═══ Page text

United States District Court, D. Connecticut
Feb 8, 2023
3:22-cv-1425 (KAD) (D. Conn. Feb. 8, 2023)

Summary

taking judicial notice of state prison website inmate locator information

Summary of this case from Randolph v. Marcucci

Opinion

3:22-cv-1425 (KAD)

02-08-2023

TROY KELLEY, Plaintiff, v. ANGEL QUIROS, et al., Defendants.


INITIAL REVIEW ORDER

KARI A. DOOLEY, UNITED STATES DISTRICT JUDGE

Preliminary Statement

Plaintiff, Troy Kelley, filed this complaint pro se under 42 U.S.C. § 1983 while he was confined at New Haven Correctional Center. Plaintiff names five defendants in the case caption: Commissioner Angel Quiros, Warden Stephen Brunell, Deputy Warden Whitingham, Deputy Warden Robles, and Administrative Nurse Jane Doe. In the body of the complaint, Plaintiff includes a sixth defendant, Nurse Paul. All defendants are named in their individual and official capacities. Kelley contends that Defendants Doe and Paul provided inadequate medical treatment after he contracted COVID-19 and that the remaining Defendants failed to take adequate precautions to prevent the spread of COVID-19. He seeks damages and asks that any damages awarded be exempt from attachment for costs of incarceration.

══════
═══ Recorded information

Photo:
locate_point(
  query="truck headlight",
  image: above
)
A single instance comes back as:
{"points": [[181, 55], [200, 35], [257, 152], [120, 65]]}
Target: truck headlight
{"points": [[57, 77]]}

══════

What to do >>
1. From the court order, copy the passage that begins at the words "Preliminary Statement" and stops after "costs of incarceration.".
2. Using the court order, decide whether each statement agrees with it, answering yes or no and quoting the deciding words: (a) The plaintiff filed the complaint while confined at New Haven Correctional Center. (b) The case caption names six defendants. (c) Every defendant is named only in an official capacity.

Per-task outputs >>
1.
Preliminary Statement

Plaintiff, Troy Kelley, filed this complaint pro se under 42 U.S.C. § 1983 while he was confined at New Haven Correctional Center. Plaintiff names five defendants in the case caption: Commissioner Angel Quiros, Warden Stephen Brunell, Deputy Warden Whitingham, Deputy Warden Robles, and Administrative Nurse Jane Doe. In the body of the complaint, Plaintiff includes a sixth defendant, Nurse Paul. All defendants are named in their individual and official capacities. Kelley contends that Defendants Doe and Paul provided inadequate medical treatment after he contracted COVID-19 and that the remaining Defendants failed to take adequate precautions to prevent the spread of COVID-19. He seeks damages and asks that any damages awarded be exempt from attachment for costs of incarceration.

2.
(a) Yes: "filed this complaint pro se under 42 U.S.C. § 1983 while he was confined at New Haven Correctional Center"
(b) No: "Plaintiff names five defendants in the case caption"
(c) No: "All defendants are named in their individual and official capacities."